Two weeks ago I was in the city of Ha Noi, Vietnam. Guided by the awesome StickyRice, I took every opportunity between meetings to slurp down bowls of Pho, crunch through golden nem and savour the unusual combinations of flavours and textures in fresh rice paper rolls. I even had the chance to enjoy ‘cha ca’ at the oft recommended Cha Ca Vong, a winding rickety fish restaurant located in the Old Quarter, which despite being a novel experience, from my point of view is overshadowed by less publicised eateries, and even the food of the street itself.
Ha Noi is like nowhere else I have ever been. The buzz and energy of the city is infectious. Fresh mangosteens, tamarind, mangoes and star fruit, are carried by women in straw pails who crowd the footpaths and expertly weave between the thousands of mopeds that throng Ha Noi’s streets. Salted and chillied mango, almost every part of the pig, grassy onion flavoured cordials and taro seeds are available for sale at vendors that pop-up spontaneously using all available space in the city, crammed into doorways, down laneways and perched on kerbs. House fronts in Ha Noi are shoulder squishingly narrow. This is apparently an egalitarian practice in order to give all people access to a ‘shop front’ and the opportunity to eke out a living spruiking wares on their doorstep. This has led to the development of a very social culture, with people crowding around in amazing numbers on squat stools, to enjoy steaming bowls of street food or coconut milk icecream and chatter. Suprisingly there were very few alfresco bars, although I did try the ubiquitous and lacklustre Hanoi lager one night perched on a stack of three paving blocks at an outdoor ‘pop-up’ bar.
Far preferable were these vibrant meals hastily quaffed to the largely homogenised meals I ate with my colleagues in the chain hotel I stayed in. However even there, the ingredients were tongue blisteringly fresh and I ate my way through some volume of fresh rice rolls. I have been making these rolls for years, but had never had them in their native habitat, and having done so, am in retrospect embarrassed at my efforts which in contrast to the tight and firm rolls in Ha Noi are somewhat limp and sagging. A bit like making home made sushi, I imagine practice is the key.

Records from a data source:
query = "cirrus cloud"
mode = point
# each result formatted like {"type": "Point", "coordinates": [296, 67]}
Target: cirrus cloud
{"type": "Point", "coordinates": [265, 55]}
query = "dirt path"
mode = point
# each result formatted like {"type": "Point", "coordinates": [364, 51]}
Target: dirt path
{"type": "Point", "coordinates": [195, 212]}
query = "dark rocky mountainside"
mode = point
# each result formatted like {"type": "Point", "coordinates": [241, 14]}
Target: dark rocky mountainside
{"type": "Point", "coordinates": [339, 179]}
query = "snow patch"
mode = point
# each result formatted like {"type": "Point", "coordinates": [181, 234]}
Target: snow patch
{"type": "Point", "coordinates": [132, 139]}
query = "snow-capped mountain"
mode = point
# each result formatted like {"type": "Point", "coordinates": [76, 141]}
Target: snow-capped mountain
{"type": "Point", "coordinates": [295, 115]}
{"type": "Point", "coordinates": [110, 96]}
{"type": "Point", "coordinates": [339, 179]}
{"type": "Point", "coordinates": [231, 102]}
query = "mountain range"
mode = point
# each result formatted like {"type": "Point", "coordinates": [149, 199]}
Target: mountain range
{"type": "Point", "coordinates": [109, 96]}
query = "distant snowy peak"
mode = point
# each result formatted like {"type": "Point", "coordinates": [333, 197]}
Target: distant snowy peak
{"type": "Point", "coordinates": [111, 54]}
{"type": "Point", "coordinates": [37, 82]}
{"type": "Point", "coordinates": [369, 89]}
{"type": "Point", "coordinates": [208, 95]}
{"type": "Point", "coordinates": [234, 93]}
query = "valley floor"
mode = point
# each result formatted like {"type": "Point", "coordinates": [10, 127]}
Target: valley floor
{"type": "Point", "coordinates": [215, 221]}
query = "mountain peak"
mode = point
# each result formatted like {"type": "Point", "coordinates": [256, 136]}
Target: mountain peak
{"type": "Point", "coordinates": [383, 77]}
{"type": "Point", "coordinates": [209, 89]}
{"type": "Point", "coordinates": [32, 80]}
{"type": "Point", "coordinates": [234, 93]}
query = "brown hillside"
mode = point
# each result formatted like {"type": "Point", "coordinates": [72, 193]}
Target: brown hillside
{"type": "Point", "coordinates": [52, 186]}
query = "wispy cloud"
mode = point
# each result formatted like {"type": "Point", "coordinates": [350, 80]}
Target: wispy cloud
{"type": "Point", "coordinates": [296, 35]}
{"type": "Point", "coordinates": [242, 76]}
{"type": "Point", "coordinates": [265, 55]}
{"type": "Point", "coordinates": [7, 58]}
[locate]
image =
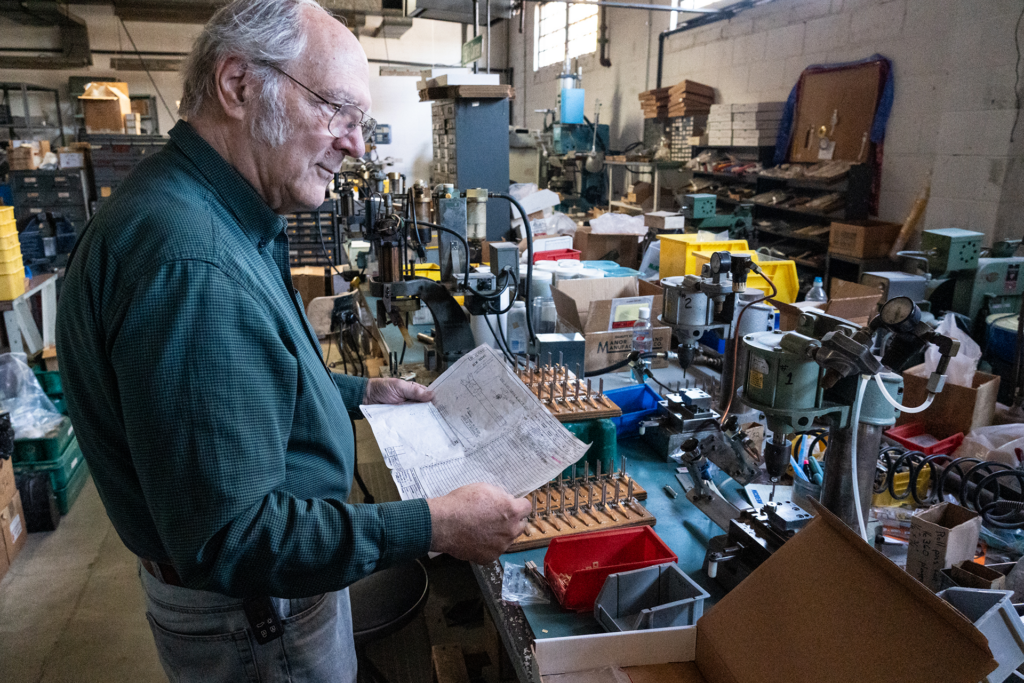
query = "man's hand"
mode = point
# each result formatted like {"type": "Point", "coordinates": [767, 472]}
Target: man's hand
{"type": "Point", "coordinates": [393, 390]}
{"type": "Point", "coordinates": [477, 522]}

_ACTIONS TO TAKE_
**A.** Summarize the piece on eating in Ha Noi in two sentences.
**B.** From the piece on eating in Ha Noi, put this sentence into Spanish: "Ha Noi is like nowhere else I have ever been."
**C.** Please carry the piece on eating in Ha Noi on past its final sentence.

_RESPONSES FOR EACH TASK_
**A.** On a trip to Ha Noi, the writer ate pho, nem, fresh rice paper rolls and cha ca, and judged the well-known Cha Ca Vong to be outdone by less publicized eateries and by street food. The city's narrow house fronts and pop-up vendors support a social street-food culture, and the firm fresh rice rolls there made the writer's own homemade ones seem limp and sagging by comparison.

**B.** Ha Noi no se parece a ningún otro lugar en el que haya estado.

**C.**
Fresh rice paper rolls
Half a cup of cooked rice noodles (any noodles should work, but I prefer the rice variety)
15 rice paper wrappers (available in the Oriental Market in Dublin)
100 g of minced pork, cooked and seasoned with salt and white pepper (You could instead use shredded chicken, peeled and deveined prawns or chopped tofu)
One carrot, julienned
A handful of peanuts of cashews, roughly chopped (optional)
Cup of mixed leaves and herbs (I use thai basil, mizuna, mint and coriander)
Teaspoon of minced ginger
Tablespoon of Hoisin sauce
For the Sauce
Tablespoon of soy sauce
Tablespoon of lime juice
A pinch of chilli flakes
Fill a large bowl with warm water. Submerge one wrapper into the hot water for 5 seconds to soften. Lay wrapper flat on a work surface.
In a row across the centre of the wrapper, place a teaspoon of minced pork, an equal amount of rice noodles, a small handful of the leaf mix, a large pinch of ginger, a smear of hoisin sauce, a few strips of carrot and the nuts if used leaving about five cm uncovered on each side. Fold uncovered sides inward, then tightly roll the wrapper, beginning at the end with the lettuce. Repeat with remaining ingredients.
To make the sauce: mix all the sauce ingredients in a small bowl and serve alongside the fresh rolls for dipping.